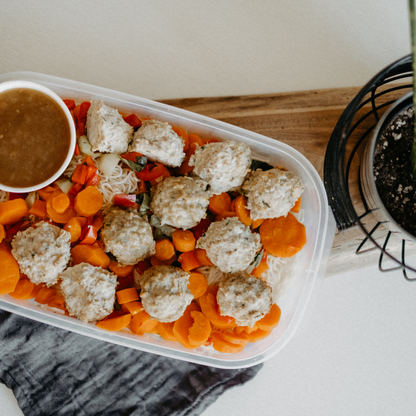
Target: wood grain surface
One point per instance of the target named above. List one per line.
(305, 121)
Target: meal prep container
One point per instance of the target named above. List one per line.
(310, 262)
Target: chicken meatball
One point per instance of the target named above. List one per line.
(42, 252)
(127, 236)
(106, 129)
(230, 245)
(181, 201)
(271, 194)
(245, 298)
(88, 291)
(223, 165)
(164, 292)
(158, 141)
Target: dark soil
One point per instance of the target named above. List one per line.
(394, 182)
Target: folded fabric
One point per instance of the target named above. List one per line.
(56, 372)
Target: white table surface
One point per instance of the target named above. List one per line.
(356, 354)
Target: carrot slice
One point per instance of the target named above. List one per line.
(13, 211)
(74, 227)
(38, 209)
(164, 249)
(184, 134)
(60, 203)
(283, 236)
(121, 271)
(224, 346)
(92, 254)
(197, 284)
(200, 329)
(183, 240)
(209, 307)
(23, 289)
(270, 320)
(202, 257)
(115, 324)
(165, 330)
(188, 261)
(220, 203)
(9, 270)
(296, 207)
(142, 323)
(127, 295)
(132, 307)
(241, 209)
(88, 202)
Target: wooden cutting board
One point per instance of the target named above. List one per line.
(303, 120)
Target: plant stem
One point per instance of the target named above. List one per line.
(413, 38)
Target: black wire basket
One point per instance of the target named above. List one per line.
(342, 167)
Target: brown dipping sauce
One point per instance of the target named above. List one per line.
(34, 137)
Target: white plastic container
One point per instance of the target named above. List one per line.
(311, 261)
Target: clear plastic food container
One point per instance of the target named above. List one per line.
(310, 263)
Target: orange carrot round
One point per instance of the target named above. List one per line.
(60, 203)
(9, 270)
(127, 295)
(242, 211)
(88, 202)
(283, 236)
(202, 257)
(197, 284)
(13, 211)
(220, 203)
(164, 249)
(92, 254)
(183, 240)
(116, 323)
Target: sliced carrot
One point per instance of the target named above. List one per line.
(182, 326)
(74, 227)
(88, 202)
(60, 203)
(132, 307)
(188, 261)
(202, 257)
(121, 271)
(92, 254)
(225, 214)
(197, 284)
(209, 307)
(271, 320)
(115, 324)
(38, 208)
(59, 218)
(45, 295)
(165, 330)
(220, 203)
(183, 240)
(23, 289)
(200, 329)
(224, 346)
(184, 134)
(9, 270)
(127, 295)
(283, 236)
(142, 323)
(13, 211)
(296, 207)
(164, 249)
(2, 232)
(241, 209)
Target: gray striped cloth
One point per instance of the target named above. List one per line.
(55, 372)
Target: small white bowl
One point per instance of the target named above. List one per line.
(9, 85)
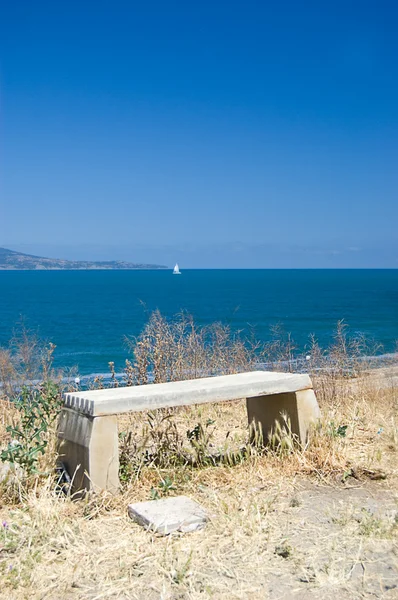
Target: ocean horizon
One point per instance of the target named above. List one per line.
(88, 314)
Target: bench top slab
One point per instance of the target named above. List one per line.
(184, 393)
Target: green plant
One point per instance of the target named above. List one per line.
(38, 409)
(282, 440)
(199, 437)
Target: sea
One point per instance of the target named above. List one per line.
(88, 314)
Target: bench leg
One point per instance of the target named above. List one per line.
(92, 443)
(301, 408)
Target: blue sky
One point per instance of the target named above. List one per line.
(218, 134)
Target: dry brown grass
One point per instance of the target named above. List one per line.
(312, 523)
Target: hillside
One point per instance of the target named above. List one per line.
(11, 260)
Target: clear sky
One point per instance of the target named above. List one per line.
(216, 133)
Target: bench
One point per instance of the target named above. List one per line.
(88, 433)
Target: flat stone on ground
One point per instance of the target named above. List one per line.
(169, 514)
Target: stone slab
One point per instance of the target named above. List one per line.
(184, 393)
(168, 515)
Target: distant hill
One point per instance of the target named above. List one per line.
(17, 261)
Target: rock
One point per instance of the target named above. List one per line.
(168, 515)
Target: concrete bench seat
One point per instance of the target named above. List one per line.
(88, 431)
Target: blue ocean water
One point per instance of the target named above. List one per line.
(88, 313)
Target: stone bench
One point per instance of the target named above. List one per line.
(88, 432)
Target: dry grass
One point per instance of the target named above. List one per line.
(312, 523)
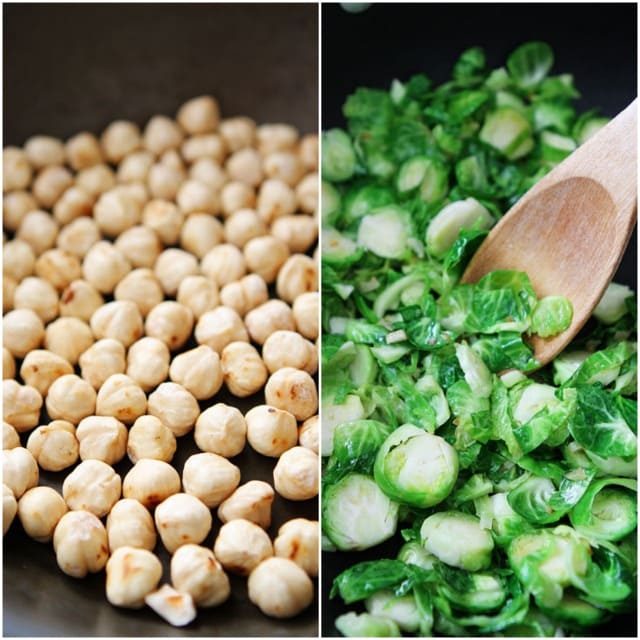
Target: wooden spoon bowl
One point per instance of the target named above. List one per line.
(569, 232)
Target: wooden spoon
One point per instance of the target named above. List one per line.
(569, 232)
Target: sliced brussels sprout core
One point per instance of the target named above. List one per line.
(416, 467)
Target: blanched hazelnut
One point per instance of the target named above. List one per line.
(140, 245)
(298, 540)
(280, 588)
(104, 266)
(54, 446)
(243, 369)
(40, 510)
(276, 137)
(273, 315)
(309, 434)
(306, 314)
(83, 151)
(265, 255)
(223, 263)
(74, 203)
(129, 524)
(173, 266)
(141, 287)
(10, 437)
(149, 438)
(100, 361)
(22, 331)
(120, 320)
(121, 397)
(164, 181)
(195, 570)
(238, 133)
(148, 362)
(243, 225)
(241, 545)
(298, 275)
(16, 169)
(308, 151)
(289, 349)
(285, 166)
(92, 486)
(200, 233)
(8, 364)
(9, 286)
(171, 322)
(70, 398)
(175, 407)
(251, 501)
(245, 294)
(275, 199)
(210, 478)
(78, 236)
(135, 167)
(210, 145)
(175, 607)
(15, 206)
(182, 519)
(194, 196)
(20, 405)
(199, 115)
(298, 231)
(59, 268)
(237, 195)
(80, 543)
(18, 259)
(199, 371)
(41, 368)
(150, 482)
(19, 470)
(132, 574)
(296, 474)
(120, 138)
(116, 211)
(96, 179)
(271, 431)
(50, 183)
(220, 327)
(39, 230)
(221, 429)
(294, 391)
(210, 172)
(102, 438)
(9, 508)
(162, 134)
(199, 293)
(164, 218)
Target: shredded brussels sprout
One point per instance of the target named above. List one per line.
(509, 488)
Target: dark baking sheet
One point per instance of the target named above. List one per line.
(597, 43)
(77, 67)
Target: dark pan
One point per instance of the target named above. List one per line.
(69, 68)
(597, 43)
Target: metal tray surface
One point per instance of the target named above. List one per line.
(69, 68)
(597, 43)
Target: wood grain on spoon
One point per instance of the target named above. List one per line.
(570, 230)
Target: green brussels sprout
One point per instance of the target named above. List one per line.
(457, 539)
(356, 514)
(416, 467)
(401, 609)
(366, 625)
(547, 560)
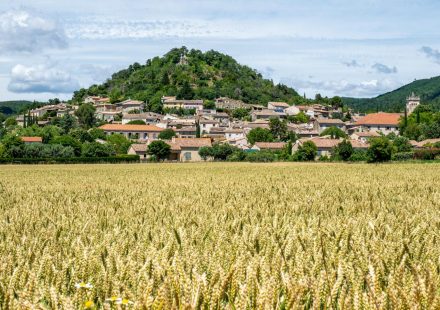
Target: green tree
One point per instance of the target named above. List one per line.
(10, 121)
(259, 135)
(334, 133)
(159, 149)
(86, 115)
(205, 152)
(240, 113)
(120, 143)
(380, 150)
(402, 144)
(343, 150)
(95, 149)
(167, 134)
(278, 128)
(306, 152)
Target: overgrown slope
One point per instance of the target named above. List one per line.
(190, 75)
(428, 89)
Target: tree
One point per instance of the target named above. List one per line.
(343, 150)
(67, 123)
(10, 121)
(334, 133)
(96, 149)
(380, 150)
(68, 141)
(137, 122)
(159, 149)
(167, 134)
(240, 113)
(259, 135)
(306, 152)
(97, 133)
(205, 152)
(278, 128)
(120, 143)
(86, 115)
(402, 144)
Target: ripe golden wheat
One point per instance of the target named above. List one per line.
(220, 236)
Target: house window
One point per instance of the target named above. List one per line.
(187, 156)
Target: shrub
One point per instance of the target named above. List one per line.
(261, 156)
(306, 152)
(380, 150)
(402, 156)
(427, 154)
(359, 155)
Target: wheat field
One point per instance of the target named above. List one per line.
(220, 236)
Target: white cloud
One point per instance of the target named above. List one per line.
(381, 68)
(26, 31)
(43, 78)
(431, 53)
(367, 88)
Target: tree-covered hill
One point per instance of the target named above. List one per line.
(16, 107)
(395, 101)
(190, 75)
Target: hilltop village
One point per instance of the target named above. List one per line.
(192, 128)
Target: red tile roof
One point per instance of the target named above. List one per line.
(270, 145)
(32, 139)
(380, 118)
(130, 128)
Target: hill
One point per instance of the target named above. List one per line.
(15, 107)
(427, 89)
(189, 75)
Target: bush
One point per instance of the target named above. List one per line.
(402, 156)
(380, 150)
(261, 156)
(306, 152)
(96, 149)
(359, 155)
(72, 160)
(428, 154)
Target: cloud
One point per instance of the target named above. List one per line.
(352, 63)
(26, 31)
(431, 53)
(368, 88)
(44, 78)
(381, 68)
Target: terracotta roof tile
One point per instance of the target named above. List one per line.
(380, 118)
(130, 128)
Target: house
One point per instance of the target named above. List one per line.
(131, 105)
(383, 122)
(142, 132)
(322, 124)
(173, 103)
(267, 114)
(364, 136)
(108, 116)
(139, 149)
(207, 124)
(230, 104)
(149, 118)
(326, 145)
(186, 132)
(234, 133)
(278, 106)
(187, 149)
(269, 146)
(30, 140)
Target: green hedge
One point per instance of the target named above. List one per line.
(72, 160)
(428, 154)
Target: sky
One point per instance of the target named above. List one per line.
(362, 48)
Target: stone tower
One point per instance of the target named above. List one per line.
(412, 102)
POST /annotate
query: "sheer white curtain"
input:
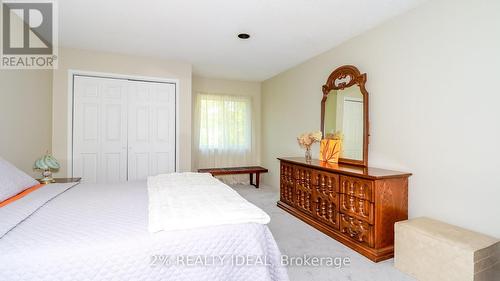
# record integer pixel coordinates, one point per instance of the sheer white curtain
(223, 132)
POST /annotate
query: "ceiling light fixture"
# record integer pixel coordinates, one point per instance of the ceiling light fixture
(244, 36)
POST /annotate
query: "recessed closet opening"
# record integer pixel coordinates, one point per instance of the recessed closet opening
(122, 128)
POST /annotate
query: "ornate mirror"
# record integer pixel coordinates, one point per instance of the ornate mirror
(344, 113)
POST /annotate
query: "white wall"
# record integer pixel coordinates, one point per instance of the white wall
(238, 88)
(434, 103)
(72, 59)
(25, 116)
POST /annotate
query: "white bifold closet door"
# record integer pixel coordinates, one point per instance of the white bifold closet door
(122, 129)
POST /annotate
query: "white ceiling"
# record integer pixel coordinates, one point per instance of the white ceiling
(203, 32)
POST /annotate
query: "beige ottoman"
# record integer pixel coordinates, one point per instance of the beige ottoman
(432, 250)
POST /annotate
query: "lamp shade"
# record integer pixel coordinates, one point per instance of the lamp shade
(46, 162)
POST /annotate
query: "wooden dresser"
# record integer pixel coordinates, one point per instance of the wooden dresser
....
> EXERCISE DIRECTIONS: Please identify every line above that contains the word "blue", treating uppercase and lowercase as different, and copy each one.

> ANSWER BELOW:
Target: blue sky
Target: blue ocean water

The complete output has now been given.